=== TASK DESCRIPTION ===
Take the line with "Query: paved pool terrace" and all lines after it, through the end of the records below, and repeat them exactly.

Extracted records
• • • • •
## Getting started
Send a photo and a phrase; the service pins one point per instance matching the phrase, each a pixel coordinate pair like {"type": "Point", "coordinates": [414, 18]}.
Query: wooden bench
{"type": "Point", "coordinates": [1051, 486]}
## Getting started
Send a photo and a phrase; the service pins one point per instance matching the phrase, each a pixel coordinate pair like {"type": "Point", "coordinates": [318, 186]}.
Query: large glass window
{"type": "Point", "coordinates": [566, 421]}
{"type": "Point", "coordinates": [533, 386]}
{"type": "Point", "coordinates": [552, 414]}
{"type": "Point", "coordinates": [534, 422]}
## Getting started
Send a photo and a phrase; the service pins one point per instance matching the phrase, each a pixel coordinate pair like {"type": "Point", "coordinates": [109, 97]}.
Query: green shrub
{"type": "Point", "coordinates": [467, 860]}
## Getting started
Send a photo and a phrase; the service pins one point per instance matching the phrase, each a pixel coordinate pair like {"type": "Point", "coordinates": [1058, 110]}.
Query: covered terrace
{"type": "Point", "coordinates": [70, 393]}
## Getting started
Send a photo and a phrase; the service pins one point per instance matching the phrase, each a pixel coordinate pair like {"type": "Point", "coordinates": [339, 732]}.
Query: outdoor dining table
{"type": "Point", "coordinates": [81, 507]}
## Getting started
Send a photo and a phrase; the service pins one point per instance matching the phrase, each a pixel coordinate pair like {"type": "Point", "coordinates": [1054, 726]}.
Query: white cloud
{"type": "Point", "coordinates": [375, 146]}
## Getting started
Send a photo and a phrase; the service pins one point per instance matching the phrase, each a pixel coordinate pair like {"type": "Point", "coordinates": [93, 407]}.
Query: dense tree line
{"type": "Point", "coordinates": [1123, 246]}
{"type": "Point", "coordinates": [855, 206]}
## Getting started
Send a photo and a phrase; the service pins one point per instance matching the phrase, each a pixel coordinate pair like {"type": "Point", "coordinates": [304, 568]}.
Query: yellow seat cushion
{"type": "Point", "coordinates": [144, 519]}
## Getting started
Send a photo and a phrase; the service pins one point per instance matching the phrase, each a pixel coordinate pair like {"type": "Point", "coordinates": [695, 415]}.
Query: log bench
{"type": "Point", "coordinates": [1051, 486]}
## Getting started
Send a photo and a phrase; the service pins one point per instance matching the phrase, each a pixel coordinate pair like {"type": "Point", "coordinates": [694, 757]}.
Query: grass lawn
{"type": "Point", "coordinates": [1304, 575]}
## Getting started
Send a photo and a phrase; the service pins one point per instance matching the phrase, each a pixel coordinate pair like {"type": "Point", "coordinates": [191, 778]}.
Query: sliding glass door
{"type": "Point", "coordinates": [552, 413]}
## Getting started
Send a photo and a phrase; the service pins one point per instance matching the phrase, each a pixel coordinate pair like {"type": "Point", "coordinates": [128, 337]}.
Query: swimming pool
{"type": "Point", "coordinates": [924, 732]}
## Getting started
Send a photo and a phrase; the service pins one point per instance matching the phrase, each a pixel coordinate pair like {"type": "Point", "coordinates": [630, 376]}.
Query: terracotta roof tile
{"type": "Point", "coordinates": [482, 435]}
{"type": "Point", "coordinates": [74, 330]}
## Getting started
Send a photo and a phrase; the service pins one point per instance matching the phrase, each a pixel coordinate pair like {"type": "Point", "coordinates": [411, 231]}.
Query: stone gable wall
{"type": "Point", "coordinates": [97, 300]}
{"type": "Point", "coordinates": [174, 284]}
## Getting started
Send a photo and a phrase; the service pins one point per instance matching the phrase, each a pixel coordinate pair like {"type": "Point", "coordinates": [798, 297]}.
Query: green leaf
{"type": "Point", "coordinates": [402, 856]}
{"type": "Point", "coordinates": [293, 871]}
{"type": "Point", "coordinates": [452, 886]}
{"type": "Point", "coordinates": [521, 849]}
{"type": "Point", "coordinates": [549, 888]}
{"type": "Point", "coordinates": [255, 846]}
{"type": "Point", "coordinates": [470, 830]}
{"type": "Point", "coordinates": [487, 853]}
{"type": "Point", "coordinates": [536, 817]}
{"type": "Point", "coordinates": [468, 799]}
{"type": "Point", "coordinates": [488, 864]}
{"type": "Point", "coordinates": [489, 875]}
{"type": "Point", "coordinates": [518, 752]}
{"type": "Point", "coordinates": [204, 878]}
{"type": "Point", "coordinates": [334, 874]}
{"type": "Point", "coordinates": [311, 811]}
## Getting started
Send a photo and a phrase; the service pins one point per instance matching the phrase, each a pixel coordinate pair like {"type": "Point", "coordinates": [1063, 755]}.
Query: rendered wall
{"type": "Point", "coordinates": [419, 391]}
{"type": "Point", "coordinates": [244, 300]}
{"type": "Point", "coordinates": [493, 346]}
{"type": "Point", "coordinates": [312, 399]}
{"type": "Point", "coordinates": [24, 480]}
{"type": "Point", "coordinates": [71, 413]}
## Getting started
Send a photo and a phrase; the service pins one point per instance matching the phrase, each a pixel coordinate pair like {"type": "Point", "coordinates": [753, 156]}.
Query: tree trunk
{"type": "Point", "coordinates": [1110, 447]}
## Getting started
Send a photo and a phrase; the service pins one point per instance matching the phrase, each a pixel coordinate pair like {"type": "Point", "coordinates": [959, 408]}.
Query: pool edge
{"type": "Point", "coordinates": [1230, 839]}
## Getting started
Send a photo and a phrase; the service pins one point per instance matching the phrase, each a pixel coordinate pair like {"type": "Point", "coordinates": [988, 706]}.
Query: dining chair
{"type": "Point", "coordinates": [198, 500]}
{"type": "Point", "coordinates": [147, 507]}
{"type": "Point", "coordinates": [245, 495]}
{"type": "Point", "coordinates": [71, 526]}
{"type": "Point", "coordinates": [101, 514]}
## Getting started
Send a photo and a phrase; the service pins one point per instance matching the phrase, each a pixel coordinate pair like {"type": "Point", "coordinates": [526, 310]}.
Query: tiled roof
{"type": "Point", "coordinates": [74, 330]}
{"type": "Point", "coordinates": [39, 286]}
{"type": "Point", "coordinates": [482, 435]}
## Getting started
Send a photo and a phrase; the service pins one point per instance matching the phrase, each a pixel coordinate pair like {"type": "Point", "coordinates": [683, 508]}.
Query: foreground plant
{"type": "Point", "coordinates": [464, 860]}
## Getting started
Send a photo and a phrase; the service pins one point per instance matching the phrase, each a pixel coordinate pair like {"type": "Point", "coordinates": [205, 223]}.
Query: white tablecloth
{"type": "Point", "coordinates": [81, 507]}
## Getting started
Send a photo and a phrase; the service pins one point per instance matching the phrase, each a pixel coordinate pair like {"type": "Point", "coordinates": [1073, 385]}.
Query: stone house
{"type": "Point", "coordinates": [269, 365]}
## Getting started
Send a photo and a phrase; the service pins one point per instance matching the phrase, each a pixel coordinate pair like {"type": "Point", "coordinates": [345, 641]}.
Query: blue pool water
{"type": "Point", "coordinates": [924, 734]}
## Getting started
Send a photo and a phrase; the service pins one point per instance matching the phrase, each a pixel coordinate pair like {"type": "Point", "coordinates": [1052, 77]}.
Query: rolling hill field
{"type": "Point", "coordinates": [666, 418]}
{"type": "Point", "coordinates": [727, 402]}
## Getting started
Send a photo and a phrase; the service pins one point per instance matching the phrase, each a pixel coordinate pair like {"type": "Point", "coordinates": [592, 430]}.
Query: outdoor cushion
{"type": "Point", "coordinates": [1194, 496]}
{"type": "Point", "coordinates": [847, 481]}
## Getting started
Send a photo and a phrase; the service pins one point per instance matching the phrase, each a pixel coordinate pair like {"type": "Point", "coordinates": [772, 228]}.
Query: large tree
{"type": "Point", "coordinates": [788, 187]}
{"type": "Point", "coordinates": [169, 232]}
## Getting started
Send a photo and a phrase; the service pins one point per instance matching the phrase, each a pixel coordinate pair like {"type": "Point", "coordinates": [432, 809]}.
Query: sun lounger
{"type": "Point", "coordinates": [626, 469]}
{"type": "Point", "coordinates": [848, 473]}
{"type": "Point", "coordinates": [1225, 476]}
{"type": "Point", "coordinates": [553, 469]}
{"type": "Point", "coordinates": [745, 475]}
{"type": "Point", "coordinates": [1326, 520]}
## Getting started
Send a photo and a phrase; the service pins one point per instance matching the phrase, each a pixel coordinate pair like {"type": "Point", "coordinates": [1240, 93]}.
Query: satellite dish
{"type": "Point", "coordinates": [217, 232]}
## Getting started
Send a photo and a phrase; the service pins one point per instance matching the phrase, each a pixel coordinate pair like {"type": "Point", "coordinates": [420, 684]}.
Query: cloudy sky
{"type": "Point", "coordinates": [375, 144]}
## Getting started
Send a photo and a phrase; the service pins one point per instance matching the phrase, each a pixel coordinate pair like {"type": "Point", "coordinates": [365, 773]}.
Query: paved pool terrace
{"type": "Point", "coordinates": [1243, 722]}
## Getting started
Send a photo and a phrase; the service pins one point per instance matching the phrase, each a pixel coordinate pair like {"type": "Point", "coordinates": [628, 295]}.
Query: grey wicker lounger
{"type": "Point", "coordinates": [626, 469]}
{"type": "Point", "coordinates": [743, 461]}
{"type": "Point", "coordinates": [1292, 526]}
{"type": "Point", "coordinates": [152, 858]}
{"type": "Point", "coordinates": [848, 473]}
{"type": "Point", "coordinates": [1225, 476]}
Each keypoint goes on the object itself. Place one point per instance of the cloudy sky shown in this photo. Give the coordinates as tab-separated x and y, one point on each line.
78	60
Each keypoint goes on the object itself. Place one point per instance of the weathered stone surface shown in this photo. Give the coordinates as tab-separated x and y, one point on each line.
• • • • •
=== EXERCISE RESULT ===
Query: paved pool terrace
{"type": "Point", "coordinates": [1243, 722]}
## Getting started
Send a photo and a phrase; the service pins one point per instance matching the phrase, each a pixel coordinate pair like {"type": "Point", "coordinates": [628, 295]}.
Query: grey wicker lounger
{"type": "Point", "coordinates": [626, 469]}
{"type": "Point", "coordinates": [743, 461]}
{"type": "Point", "coordinates": [1292, 526]}
{"type": "Point", "coordinates": [152, 858]}
{"type": "Point", "coordinates": [848, 473]}
{"type": "Point", "coordinates": [1225, 476]}
Each keypoint goes on the object itself. Place one point per instance of the cloudy sky shown in this photo. Give the coordinates as tab-separated x and y, one point on each line.
78	60
Each keypoint goes on the object itself. Place one point per instance of the weathered stone surface shown in this photo. Give the coordinates as tab-separated x and y, one point on each line.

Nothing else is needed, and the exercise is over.